==== DATA SECTION ====

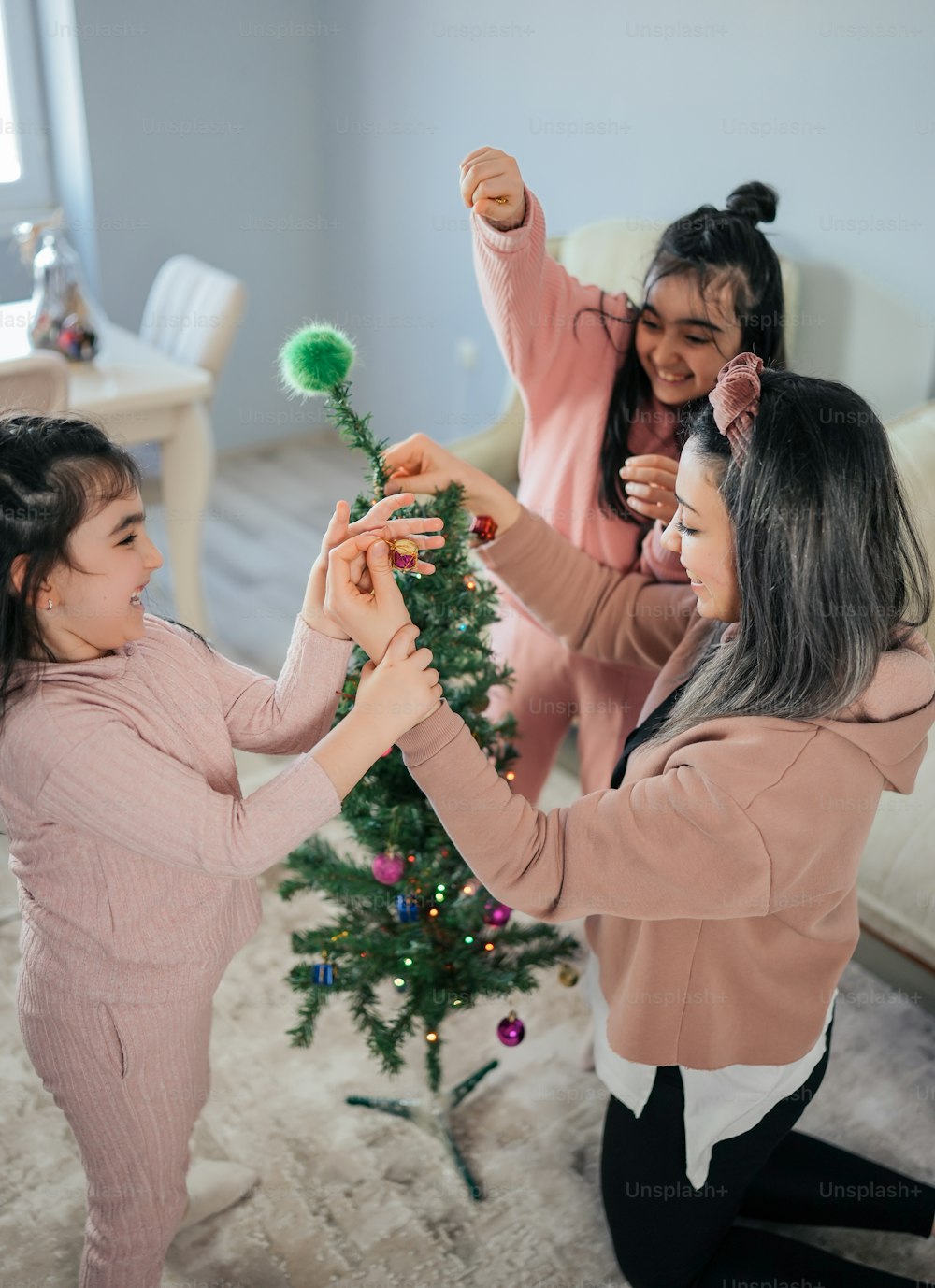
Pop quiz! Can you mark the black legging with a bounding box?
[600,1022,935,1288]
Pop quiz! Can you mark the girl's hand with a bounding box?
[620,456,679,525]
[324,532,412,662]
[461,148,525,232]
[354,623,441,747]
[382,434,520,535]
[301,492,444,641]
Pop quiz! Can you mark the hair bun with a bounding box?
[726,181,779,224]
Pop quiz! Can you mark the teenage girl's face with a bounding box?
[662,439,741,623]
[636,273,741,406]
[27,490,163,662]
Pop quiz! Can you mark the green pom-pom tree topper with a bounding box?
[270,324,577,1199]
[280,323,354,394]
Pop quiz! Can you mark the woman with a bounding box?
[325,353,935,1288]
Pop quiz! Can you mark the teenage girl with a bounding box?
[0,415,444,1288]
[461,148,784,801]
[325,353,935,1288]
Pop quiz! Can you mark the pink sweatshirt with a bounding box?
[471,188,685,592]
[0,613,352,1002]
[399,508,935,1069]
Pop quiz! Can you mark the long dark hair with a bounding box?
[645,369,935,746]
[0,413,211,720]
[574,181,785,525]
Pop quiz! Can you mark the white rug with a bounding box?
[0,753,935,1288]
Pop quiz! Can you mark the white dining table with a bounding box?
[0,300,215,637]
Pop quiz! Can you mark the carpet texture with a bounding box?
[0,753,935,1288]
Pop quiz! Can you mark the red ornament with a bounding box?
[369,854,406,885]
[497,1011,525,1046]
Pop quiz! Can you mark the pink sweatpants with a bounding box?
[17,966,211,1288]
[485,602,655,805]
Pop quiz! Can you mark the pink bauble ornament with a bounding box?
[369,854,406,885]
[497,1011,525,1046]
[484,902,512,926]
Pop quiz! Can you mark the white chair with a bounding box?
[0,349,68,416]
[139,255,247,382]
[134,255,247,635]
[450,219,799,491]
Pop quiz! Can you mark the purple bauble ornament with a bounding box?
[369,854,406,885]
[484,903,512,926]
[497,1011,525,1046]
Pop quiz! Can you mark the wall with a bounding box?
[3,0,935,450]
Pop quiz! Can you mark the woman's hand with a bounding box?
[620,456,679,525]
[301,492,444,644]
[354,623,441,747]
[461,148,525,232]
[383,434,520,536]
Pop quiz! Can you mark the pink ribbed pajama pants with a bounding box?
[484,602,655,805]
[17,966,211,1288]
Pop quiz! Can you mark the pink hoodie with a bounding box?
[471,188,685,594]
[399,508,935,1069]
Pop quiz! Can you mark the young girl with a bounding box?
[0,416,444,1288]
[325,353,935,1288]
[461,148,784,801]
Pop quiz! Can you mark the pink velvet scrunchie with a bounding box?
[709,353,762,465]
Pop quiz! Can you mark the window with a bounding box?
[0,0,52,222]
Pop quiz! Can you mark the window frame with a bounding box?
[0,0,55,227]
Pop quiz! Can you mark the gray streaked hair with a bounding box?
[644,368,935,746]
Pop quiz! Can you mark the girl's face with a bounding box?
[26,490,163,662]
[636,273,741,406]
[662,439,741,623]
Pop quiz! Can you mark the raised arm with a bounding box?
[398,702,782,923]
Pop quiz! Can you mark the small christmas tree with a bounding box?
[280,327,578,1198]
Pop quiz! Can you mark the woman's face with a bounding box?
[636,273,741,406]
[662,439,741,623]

====

→ INSTRUCTIONS FOR THE TASK
Reproduce the rows verbatim, beginning at the line that contains "Pop quiz! Can you mark the carpet" and stopping after the line that contains "[485,602,655,805]".

→ SOLUTION
Pop quiz! Can you mark the carpet texture with a bounding box?
[0,753,935,1288]
Pop quiz! Can you mark the red ornament with a bounding box?
[369,854,406,885]
[497,1011,525,1046]
Pop quiz! Can you mark the pink sweatpants with a bounding box?
[17,966,211,1288]
[485,602,655,805]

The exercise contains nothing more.